Tarea 1
Transcribe tal cual el pasaje del fragmento sobre don Juan que arranca con las palabras "Don Juan, mediante" y llega hasta "ya desde Italia.".
Tarea 2
En el fragmento sobre don Juan, ¿a quién eligieron los flamencos como regente después del asalto a Namur?

Fragmento para leer

____

Por aquellos días tuvo don Juan ocasión de saludar a una joven y hermosa reina, la pequeña Margarita de Navarra, a quien había visto en un baile en el Louvre en la etapa de su paso por Francia. Enseguida se enamoró de ella. Don Juan vendió sus muebles y su bodega con el fin de aportar el dinero necesario para un digno recibimiento a la encantadora, graciosa y elegante reina soberana. Es de suponer que la cosa salió bien. Margarita continuó su viaje hacia Spa para tomar allí las aguas medicinales.
Don Juan, mediante un rápido golpe de mano, cayó sobre la ciudadela de Namur. Se veía perdido más que nunca y creía que solamente podía estar seguro detrás de murallas y cañones.
El asalto a Namur sublevó a los flamencos, que entonces declararon destituido a don Juan y eligieron como regente al joven archiduque Matías de Austria. Matías era un muchacho de catorce años que en camisa de dormir había escapado de la vigilancia de sus padres en el palacio de Viena para representar en aquel momento un breve papel de príncipe bajo la tutela de Guillermo de Orange. Con dos regentes, ambos de la casa de Habsburgo, el caos era ya constante en los Países Bajos. Felipe tenía que ordenar sus ideas. La misión de don Juan había mostrado su fracaso. Tenía que recurrir de nuevo a la fuerza. Los ejércitos españoles se acercaban ya desde Italia.

____

Información dada
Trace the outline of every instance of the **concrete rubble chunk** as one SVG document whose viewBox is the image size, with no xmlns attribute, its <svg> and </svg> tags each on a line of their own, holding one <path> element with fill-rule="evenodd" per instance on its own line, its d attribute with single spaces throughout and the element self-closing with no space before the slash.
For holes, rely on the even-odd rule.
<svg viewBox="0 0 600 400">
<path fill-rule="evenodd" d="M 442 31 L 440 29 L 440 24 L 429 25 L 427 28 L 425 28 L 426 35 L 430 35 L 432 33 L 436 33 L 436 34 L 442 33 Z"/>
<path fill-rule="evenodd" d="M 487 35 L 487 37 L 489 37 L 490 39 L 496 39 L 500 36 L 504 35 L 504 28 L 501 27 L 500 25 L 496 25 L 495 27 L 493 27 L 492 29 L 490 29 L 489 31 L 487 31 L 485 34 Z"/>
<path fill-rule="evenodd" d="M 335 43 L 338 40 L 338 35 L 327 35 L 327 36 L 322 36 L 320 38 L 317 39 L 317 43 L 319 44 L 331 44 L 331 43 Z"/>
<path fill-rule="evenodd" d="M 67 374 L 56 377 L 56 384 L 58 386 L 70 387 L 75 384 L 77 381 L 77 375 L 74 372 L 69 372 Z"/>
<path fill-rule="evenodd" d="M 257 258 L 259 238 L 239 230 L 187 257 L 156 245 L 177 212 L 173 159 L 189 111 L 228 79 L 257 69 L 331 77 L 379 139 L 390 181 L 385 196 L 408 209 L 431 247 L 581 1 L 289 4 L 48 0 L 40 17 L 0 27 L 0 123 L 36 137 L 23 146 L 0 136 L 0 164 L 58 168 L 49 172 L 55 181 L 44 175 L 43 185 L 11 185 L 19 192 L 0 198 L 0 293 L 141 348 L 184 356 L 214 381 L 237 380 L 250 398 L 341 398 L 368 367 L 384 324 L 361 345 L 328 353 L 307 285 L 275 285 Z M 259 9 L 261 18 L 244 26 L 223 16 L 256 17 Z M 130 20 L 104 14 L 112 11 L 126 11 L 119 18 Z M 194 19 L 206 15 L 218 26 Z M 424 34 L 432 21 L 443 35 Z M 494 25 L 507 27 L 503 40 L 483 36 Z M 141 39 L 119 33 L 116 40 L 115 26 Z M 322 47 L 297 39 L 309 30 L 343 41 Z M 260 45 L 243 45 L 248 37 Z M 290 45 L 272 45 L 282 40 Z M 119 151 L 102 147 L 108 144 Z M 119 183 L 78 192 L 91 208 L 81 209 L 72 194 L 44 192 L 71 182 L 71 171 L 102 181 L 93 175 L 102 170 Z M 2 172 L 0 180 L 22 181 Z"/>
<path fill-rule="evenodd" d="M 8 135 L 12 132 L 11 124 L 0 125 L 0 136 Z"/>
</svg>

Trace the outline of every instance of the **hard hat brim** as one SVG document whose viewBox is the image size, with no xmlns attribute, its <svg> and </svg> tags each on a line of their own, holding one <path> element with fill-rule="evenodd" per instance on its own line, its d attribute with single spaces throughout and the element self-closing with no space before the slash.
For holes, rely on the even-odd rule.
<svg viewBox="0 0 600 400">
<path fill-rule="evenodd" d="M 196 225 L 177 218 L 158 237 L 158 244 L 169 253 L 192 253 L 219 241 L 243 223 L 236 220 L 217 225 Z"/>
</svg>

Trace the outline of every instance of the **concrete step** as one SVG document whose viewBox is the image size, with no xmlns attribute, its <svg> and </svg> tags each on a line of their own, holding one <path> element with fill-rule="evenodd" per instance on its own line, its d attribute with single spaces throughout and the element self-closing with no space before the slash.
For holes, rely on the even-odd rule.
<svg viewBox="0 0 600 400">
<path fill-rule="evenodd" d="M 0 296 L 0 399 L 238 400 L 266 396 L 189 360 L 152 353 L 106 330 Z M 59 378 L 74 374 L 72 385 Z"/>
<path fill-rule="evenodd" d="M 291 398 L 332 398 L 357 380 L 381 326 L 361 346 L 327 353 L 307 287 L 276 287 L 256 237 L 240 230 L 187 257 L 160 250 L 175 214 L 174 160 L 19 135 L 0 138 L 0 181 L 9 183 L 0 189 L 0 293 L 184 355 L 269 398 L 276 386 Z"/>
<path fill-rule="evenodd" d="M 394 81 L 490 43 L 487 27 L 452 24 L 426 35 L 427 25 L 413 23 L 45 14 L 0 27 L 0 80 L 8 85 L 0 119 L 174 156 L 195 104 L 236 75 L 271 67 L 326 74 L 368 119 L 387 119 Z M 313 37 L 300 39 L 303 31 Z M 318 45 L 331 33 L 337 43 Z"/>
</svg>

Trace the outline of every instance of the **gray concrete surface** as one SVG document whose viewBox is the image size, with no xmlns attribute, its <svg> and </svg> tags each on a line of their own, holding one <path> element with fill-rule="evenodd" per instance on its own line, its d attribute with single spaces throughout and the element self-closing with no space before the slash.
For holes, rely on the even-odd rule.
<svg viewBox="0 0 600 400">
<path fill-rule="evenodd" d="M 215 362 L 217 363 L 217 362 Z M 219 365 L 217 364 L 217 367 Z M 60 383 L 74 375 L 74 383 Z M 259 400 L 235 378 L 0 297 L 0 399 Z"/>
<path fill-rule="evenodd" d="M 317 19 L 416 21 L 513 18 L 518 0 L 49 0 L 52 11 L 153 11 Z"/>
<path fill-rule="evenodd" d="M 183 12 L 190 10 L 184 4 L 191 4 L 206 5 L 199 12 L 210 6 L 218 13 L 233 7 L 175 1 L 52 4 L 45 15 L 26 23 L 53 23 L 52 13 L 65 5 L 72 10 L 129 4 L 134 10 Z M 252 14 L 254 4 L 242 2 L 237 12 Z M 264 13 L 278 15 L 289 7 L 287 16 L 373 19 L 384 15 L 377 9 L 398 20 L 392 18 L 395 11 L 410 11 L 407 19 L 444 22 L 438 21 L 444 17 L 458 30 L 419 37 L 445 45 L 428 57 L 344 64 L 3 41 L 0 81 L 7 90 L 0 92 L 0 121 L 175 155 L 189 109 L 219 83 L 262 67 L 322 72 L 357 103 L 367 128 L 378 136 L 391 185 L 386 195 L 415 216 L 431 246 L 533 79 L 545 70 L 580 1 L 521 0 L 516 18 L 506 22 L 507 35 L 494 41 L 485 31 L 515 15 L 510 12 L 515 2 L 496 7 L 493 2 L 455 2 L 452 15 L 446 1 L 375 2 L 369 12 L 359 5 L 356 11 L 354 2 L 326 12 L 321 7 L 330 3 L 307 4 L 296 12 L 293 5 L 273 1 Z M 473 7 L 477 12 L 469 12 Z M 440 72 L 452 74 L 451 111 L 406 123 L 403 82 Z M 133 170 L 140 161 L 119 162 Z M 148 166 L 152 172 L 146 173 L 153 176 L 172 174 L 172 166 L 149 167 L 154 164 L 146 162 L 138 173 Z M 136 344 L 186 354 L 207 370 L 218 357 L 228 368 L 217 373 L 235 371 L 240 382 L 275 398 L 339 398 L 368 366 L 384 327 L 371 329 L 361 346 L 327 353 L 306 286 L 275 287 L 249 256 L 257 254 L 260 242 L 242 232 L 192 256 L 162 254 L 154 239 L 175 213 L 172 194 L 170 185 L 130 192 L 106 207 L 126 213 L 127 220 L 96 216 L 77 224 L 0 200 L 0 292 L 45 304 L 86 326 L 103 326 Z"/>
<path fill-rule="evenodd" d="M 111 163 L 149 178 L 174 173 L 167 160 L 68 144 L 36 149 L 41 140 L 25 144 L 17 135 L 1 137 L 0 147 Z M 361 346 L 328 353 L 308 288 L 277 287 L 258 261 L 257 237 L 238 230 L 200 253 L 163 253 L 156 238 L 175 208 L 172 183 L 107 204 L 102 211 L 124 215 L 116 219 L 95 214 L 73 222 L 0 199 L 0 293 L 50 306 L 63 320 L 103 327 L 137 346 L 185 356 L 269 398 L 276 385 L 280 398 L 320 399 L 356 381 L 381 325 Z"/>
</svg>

____

Respuesta 1
Don Juan, mediante un rápido golpe de mano, cayó sobre la ciudadela de Namur. Se veía perdido más que nunca y creía que solamente podía estar seguro detrás de murallas y cañones.
El asalto a Namur sublevó a los flamencos, que entonces declararon destituido a don Juan y eligieron como regente al joven archiduque Matías de Austria. Matías era un muchacho de catorce años que en camisa de dormir había escapado de la vigilancia de sus padres en el palacio de Viena para representar en aquel momento un breve papel de príncipe bajo la tutela de Guillermo de Orange. Con dos regentes, ambos de la casa de Habsburgo, el caos era ya constante en los Países Bajos. Felipe tenía que ordenar sus ideas. La misión de don Juan había mostrado su fracaso. Tenía que recurrir de nuevo a la fuerza. Los ejércitos españoles se acercaban ya desde Italia.

Respuesta 2
Al joven archiduque Matías de Austria.